- Problem to work on
Look through the listing underneath for "muddy", and copy every line that has it.

- Data to use

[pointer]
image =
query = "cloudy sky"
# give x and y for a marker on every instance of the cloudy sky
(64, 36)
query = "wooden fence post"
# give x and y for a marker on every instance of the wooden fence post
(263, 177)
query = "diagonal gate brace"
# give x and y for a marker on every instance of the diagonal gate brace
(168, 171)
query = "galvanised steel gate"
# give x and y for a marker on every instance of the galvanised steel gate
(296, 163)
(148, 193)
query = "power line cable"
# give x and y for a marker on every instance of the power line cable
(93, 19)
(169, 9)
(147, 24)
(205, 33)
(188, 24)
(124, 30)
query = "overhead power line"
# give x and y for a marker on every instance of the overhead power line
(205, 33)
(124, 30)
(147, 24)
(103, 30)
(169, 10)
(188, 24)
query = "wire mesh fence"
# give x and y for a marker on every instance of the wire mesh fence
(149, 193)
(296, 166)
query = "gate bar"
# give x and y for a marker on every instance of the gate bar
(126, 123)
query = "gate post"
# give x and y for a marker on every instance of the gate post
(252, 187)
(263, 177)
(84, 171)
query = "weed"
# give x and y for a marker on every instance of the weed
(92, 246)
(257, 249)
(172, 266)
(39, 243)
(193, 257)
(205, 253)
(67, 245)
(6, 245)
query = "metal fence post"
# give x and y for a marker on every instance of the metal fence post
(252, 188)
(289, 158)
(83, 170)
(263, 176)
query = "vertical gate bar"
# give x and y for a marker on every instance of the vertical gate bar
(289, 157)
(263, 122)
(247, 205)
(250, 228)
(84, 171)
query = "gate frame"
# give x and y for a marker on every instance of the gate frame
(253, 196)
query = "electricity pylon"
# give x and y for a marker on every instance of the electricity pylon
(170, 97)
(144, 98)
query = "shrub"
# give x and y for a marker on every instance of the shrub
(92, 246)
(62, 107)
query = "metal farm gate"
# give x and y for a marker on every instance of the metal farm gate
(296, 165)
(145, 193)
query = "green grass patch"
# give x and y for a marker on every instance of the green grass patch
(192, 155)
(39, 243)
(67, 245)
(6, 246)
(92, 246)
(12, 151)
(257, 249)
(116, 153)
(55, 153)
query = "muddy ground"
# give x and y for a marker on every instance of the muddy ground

- Task output
query = "muddy ground"
# give x and y for a marker on every instance of the muddy ground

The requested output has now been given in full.